* **Goal**
Could you reproduce all of the material below, swapping every "comma-separated" for "comma-delimited" and leaving everything else untouched?
* Begin Data for this exercise *
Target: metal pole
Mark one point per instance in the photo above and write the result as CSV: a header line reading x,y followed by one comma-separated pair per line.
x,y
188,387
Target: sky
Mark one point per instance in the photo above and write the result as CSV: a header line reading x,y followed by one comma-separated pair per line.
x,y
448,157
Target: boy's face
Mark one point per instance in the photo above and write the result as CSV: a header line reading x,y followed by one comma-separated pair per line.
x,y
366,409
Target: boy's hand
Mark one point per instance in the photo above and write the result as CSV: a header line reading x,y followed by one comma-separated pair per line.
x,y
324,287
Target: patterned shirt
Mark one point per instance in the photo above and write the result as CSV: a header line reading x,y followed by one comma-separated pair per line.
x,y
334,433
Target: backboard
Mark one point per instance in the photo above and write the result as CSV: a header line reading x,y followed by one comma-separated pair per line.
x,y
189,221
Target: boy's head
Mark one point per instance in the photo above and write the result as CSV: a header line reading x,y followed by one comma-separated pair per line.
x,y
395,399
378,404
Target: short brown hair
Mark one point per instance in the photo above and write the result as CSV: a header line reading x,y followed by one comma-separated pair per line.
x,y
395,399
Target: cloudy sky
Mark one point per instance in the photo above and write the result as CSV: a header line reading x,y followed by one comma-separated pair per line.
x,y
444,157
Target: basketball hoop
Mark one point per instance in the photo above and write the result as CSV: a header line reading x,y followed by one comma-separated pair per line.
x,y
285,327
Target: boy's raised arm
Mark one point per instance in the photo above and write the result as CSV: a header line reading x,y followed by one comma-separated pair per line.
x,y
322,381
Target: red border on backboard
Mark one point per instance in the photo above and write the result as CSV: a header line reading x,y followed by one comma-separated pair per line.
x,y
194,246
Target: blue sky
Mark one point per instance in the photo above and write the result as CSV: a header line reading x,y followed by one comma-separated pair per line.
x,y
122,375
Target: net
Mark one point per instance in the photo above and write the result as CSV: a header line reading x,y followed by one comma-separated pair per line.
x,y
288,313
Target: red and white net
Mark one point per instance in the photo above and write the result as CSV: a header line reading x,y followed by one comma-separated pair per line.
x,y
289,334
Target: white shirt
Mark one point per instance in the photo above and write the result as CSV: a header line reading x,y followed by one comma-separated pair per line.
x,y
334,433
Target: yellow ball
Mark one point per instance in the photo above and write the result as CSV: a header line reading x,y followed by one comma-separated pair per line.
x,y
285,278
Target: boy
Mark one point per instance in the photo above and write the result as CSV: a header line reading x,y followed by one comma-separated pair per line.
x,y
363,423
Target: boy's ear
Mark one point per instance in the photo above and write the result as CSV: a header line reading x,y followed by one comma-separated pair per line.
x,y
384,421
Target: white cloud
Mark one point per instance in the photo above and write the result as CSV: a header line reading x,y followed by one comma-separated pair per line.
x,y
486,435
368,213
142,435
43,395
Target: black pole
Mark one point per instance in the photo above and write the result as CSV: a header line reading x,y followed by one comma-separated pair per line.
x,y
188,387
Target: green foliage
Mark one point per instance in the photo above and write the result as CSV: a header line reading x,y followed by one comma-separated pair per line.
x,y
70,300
* End Data for this exercise *
* **Response**
Target: metal pole
Mark one point per instance in the photo above and write the result as CSV: a header line reading x,y followed by one comma-delimited pair per line.
x,y
188,387
Target: sky
Mark one point per instance in the photo above and write the result as CSV: a header line reading x,y followed by one comma-delimited pair per line.
x,y
448,157
Target: boy's face
Mark one point per instance in the photo above and write the result as CSV: a header line reading x,y followed by one comma-delimited pair per line.
x,y
366,409
Target: boy's hand
Mark one point per instance in the photo above and write the result as CSV: a header line reading x,y followed by one comma-delimited pair per line.
x,y
324,287
Target: patterned shirt
Mark one point per instance in the photo above and write the result as CSV: a header line reading x,y followed by one comma-delimited pair per line.
x,y
334,433
Target: backboard
Mark one point per instance in the photo above and write the result as CSV: a header line reading x,y followed by one comma-delimited pair per line.
x,y
189,221
Target: boy's head
Mark one point per instance in the photo above and write the result as CSV: a header line reading x,y followed by one comma-delimited pair per line.
x,y
395,399
378,404
Target: short brown hair
Mark one point per instance in the photo above and write the result as CSV: a header line reading x,y followed by one comma-delimited pair per line.
x,y
395,399
Target: cloudy sky
Mark one point per instance in the photo above and write the result as CSV: a header line reading x,y followed by one comma-delimited pair per line.
x,y
444,157
Target: basketball hoop
Mark one point per instance in the photo above and write the result as CSV: a header line reading x,y followed by one comma-delimited pair per line.
x,y
285,327
Target: boy's raised arm
Mark one point per instance in the photo above and write the result as CSV: a header line reading x,y followed by one comma-delimited pair per line.
x,y
322,381
Target: red border on backboard
Mark one point per instance in the photo above and write the result as CSV: a header line reading x,y followed by one comma-delimited pair per line.
x,y
194,246
Target: blue sky
Mark one point per instance in the photo above and write the result as CSV: a header line reading x,y followed by one comma-delimited pair per line.
x,y
122,375
Target: net
Mark one point per instance in the photo above and write the result as CSV: a header line reading x,y followed by one comma-delimited pair per line.
x,y
288,313
Target: red and white net
Mark one point per instance in the photo above and write the result as CSV: a header line reading x,y followed by one comma-delimited pair per line.
x,y
289,334
Target: white shirt
Mark one point per instance in the photo above and write the result as CSV: a header line reading x,y followed by one comma-delimited pair per line.
x,y
334,433
Target: yellow ball
Mark one point per instance in the photo above and write the result as CSV: a header line reading x,y followed by one comma-delimited pair per line.
x,y
285,278
Target: boy
Mark one point per instance in the photo above and write the result as CSV: a header line reading x,y followed by one comma-delimited pair per line.
x,y
363,423
Target: boy's ear
Mark one point per instance in the photo above and write the result as CSV: a header line reading x,y followed by one comma-delimited pair per line.
x,y
384,421
Target: white cloud
Mark one point per instance in the photo above and write the result as CSV: a header line reading x,y followed by one comma-delimited pair per line.
x,y
486,435
368,213
142,435
43,395
Target: black pole
Mark one point per instance in the photo above and write the result as CSV: a header line reading x,y followed by one comma-delimited pair per line.
x,y
188,387
Target: green foliage
Mark one point per instance in the photo above and write the result as CSV: a header line reading x,y followed by one comma-delimited pair per line.
x,y
70,300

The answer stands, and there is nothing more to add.